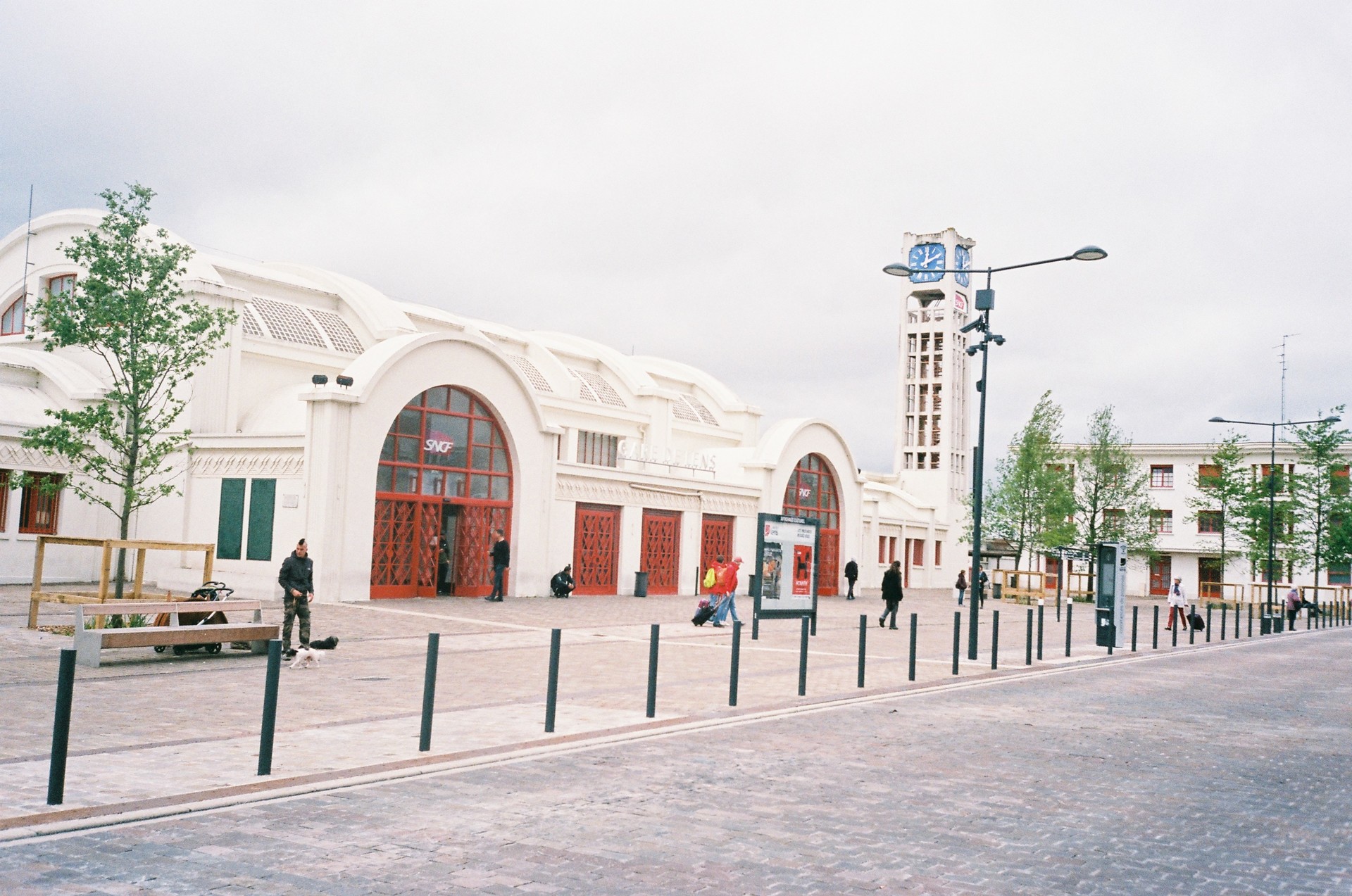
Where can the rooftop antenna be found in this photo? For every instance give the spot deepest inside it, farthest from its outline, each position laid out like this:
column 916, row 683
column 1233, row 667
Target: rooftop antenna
column 27, row 264
column 1284, row 337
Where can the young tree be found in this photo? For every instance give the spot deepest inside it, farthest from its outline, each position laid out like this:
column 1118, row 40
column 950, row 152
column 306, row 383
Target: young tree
column 1225, row 492
column 1031, row 505
column 1112, row 488
column 1320, row 493
column 130, row 313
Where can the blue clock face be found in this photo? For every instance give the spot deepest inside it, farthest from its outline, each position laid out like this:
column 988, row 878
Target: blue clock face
column 963, row 261
column 925, row 261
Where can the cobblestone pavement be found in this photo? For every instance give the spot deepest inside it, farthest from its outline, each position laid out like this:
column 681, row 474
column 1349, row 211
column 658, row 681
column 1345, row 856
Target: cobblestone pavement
column 153, row 726
column 1218, row 771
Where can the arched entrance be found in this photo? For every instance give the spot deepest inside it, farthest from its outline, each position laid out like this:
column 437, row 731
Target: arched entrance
column 444, row 486
column 811, row 492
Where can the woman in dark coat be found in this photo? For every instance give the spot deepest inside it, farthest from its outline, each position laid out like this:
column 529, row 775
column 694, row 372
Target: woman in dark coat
column 891, row 592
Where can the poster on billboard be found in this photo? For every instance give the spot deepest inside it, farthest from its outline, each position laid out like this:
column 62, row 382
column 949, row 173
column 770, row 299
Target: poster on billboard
column 786, row 565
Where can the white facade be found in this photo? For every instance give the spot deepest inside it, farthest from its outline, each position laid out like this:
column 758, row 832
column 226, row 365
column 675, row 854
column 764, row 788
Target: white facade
column 303, row 458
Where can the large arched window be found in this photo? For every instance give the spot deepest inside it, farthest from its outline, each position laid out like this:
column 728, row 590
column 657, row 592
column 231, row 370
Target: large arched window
column 11, row 320
column 811, row 492
column 442, row 488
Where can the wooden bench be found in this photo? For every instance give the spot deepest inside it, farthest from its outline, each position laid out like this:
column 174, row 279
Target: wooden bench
column 91, row 641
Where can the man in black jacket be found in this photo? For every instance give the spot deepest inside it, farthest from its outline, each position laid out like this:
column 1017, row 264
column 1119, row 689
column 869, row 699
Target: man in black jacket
column 502, row 560
column 298, row 590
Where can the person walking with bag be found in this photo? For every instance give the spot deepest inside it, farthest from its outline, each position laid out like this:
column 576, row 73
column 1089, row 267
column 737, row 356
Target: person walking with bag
column 891, row 593
column 1178, row 605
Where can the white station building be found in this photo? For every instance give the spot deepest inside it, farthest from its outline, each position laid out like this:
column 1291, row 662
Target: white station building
column 453, row 427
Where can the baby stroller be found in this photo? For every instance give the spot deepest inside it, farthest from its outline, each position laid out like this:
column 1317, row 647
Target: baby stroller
column 208, row 591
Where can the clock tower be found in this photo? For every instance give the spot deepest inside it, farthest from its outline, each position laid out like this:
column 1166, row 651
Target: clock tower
column 933, row 450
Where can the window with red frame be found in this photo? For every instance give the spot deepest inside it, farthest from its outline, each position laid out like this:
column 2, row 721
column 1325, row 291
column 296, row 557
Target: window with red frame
column 39, row 507
column 1210, row 522
column 11, row 322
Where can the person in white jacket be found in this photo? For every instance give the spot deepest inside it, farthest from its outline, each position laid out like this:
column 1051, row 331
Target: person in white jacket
column 1178, row 603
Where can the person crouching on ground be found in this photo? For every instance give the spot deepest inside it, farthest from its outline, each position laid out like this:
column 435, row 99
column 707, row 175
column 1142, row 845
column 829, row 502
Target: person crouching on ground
column 298, row 590
column 727, row 588
column 563, row 581
column 1178, row 603
column 891, row 592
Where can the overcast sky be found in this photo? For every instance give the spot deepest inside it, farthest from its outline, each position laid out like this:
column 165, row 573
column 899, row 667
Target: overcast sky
column 722, row 183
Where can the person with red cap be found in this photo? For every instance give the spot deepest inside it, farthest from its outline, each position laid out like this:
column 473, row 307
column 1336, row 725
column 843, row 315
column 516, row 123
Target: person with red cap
column 727, row 588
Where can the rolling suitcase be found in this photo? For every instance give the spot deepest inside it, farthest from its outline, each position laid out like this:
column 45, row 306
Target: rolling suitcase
column 705, row 612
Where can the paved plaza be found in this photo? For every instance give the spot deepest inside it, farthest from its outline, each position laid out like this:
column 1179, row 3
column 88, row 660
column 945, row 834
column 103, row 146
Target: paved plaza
column 1213, row 768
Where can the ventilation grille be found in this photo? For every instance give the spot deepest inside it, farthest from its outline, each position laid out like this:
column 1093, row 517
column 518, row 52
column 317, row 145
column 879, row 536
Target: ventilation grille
column 288, row 322
column 595, row 389
column 339, row 334
column 249, row 321
column 296, row 323
column 532, row 373
column 693, row 405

:: EXERCISE OBJECTIVE ::
Revise the material from its beginning through the line containing "column 786, row 565", inclusive, replacing every "outline" with "boundary" and leaving everything else unchanged. Omit the pictures from your output.

:: EXERCISE SOLUTION ::
Where can the rooftop antenna be found in this photo? For every instance give the spot deepest inside it, farthest from its boundary, each position laid out like this:
column 916, row 683
column 1233, row 667
Target: rooftop antenna
column 27, row 264
column 1284, row 337
Where can the young tree be found in this photo? For every instance give the spot deepest inside it, farthest from its boundary, each position laid out like this:
column 1118, row 40
column 950, row 152
column 306, row 383
Target: young tree
column 1225, row 492
column 1031, row 505
column 1112, row 488
column 1320, row 493
column 130, row 313
Where can the blue clock face be found in this photo? For every instance give the spot deepest inside it, farthest from its boundary, each position laid out like this:
column 988, row 878
Target: blue clock face
column 963, row 261
column 925, row 261
Where can the cobblestone pavement be found in this photo? For every instance give the spot deepest inside it, farthest from its boundary, each position laid out like this:
column 681, row 474
column 1349, row 211
column 658, row 681
column 1345, row 856
Target: cobblestone pavement
column 153, row 726
column 1218, row 771
Where can the arched entrance be found in this photo? For every instance give the spot deepest inside it, farthest from its boundary, each position laid out like this:
column 437, row 731
Target: arched entrance
column 444, row 486
column 811, row 492
Where can the woman in dark coat be found in this photo? For every instance give the spot deepest inside it, farthest from its boundary, each position laid out like this:
column 529, row 775
column 694, row 372
Target: woman in dark coat
column 891, row 592
Where can the poster on billboard be found in this photo? For every instance give the spot deepest inside it, farthest from its boundary, each position laid out like this:
column 62, row 382
column 949, row 173
column 770, row 299
Target: poster on billboard
column 786, row 565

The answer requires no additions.